The recent housing white paper promised to ‘Fix our broken housing market’. It doesn’t even come close, says Ian Graves

The UK housing sector is once again in the spotlight following the release of the government’s long-awaited white paper, Fixing Our Broken Housing Market. While it correctly identifies many of the issues facing the housing market – the main one being the chronic undersupply of housing stock in many parts of the country – the solutions on offer don’t match the scale of the problem.

The stated aim of the white paper is “to boost housing supply and… create a more efficient housing market”. But there is a tension at its heart between this goal and the aspiration to strengthen and expand neighbourhood planning. For many in the planning system, neighbourhood plans often seem designed to stifle development – the opposite of what the government wants to achieve. The white paper attempts to square this circle by claiming that neighbourhood planning actually boosts housing supply. It states that, where neighbourhood plans contain a target figure for new housing, this is typically 10 per cent greater than the number planned for by the local authority in its local plan.

The source of that figure isn’t cited. In correspondence ahead of a judicial review last December, lawyers acting for a large number of housebuilders attacked it as “completely fallacious” – suggesting that the relevant study is small-scale, out-of-date and based on poor quality information. Whatever your view, it’s clear that a lot is riding on the government being right on this point and it seems surprising that the neighbourhood planning system is being expanded without much hard evidence that it will support the government’s aims.

“What is most striking is the poverty of bold, ambitious thinking on the scale necessary to tackle what is approaching a national crisis in housing supply”

The white paper pledges to retain “existing strong protection for the green belt” and states that these boundaries should be amended only in “exceptional circumstances”. This avoids a much-needed debate about the nature and purpose of the green belt.

Many people wrongly equate “green belt” with the open countryside. Much green belt is unattractive and could be released for housing development without the loss of environmentally valuable land. By definition, many locations within the green belt are sustainable, being on the edge of large conurbations, often where the demand for housing is greatest. Strategically releasing suitable sites in the green belt could reduce demand for development in the countryside by avoiding the need to leap green belt restrictions. Failure to grapple with this issue is a missed opportunity.

★ ★ ★

▶ [Stated problem 1]: Translate this sentence from the piece on the housing white paper into Spanish: "Failure to grapple with this issue is a missed opportunity."
▶ [Stated problem 2]: Carry on the piece on the housing white paper from its final sentence, keeping the same argument and tone.

▶ [Collected data]:
★ ★ ★

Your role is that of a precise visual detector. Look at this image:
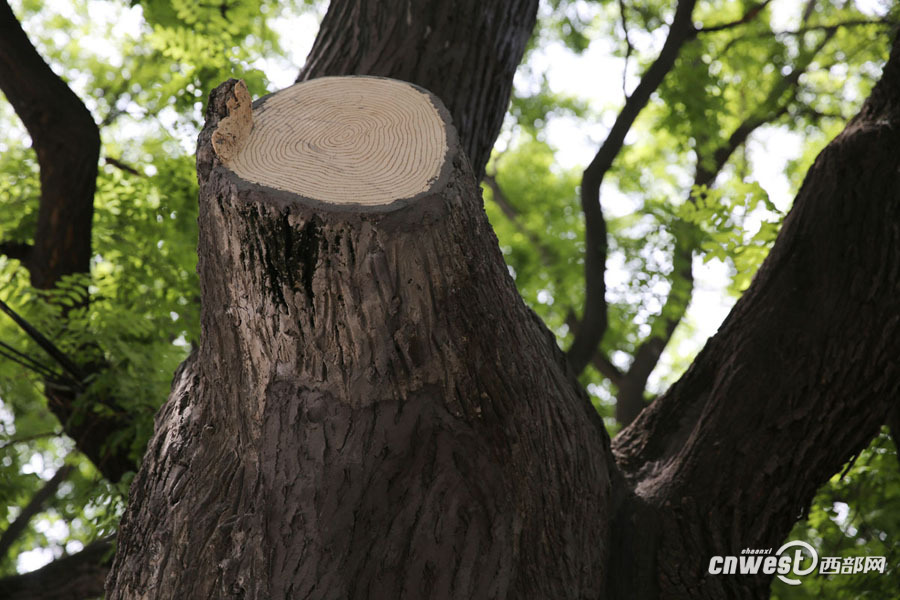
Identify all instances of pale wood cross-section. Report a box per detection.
[212,77,450,205]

★ ★ ★

▶ [Exercise result 1]: No abordar esta cuestión es una oportunidad perdida.

▶ [Exercise result 2]:
So too is the failure to expand the role of the public sector in housebuilding. Data suggests that the only times in recent history when housebuilding exceeded or even approached targets set by the government was when councils played a full part in expanding supply. While there is a suggestion that local authorities and housing associations will be allowed to build more homes, this seems unlikely to form a major part of the government’s strategy.

Developers will welcome plans to limit local authorities’ power to impose pre-commencement conditions, part of the upcoming Neighbourhood Planning Bill, and proposals to streamline the processing of planning applications. They will be less pleased by the political rhetoric suggesting that land-banking and profiteering by “greedy” housebuilders is a key cause of the housing crisis, which seems rooted in a misunderstanding of how the sector works. Local authorities will be relieved to see proposals to increase fees for those performing well, which should help to support under-resourced planning departments.

But what is most striking overall is the poverty of bold, ambitious thinking on the scale necessary to tackle what is approaching a national crisis in housing supply. After months of delays, leaks and spin, many reading the white paper will find themselves echoing shadow housing secretary John Healey’s response to Sajid Javid in the House of Commons. 

“Is that it?”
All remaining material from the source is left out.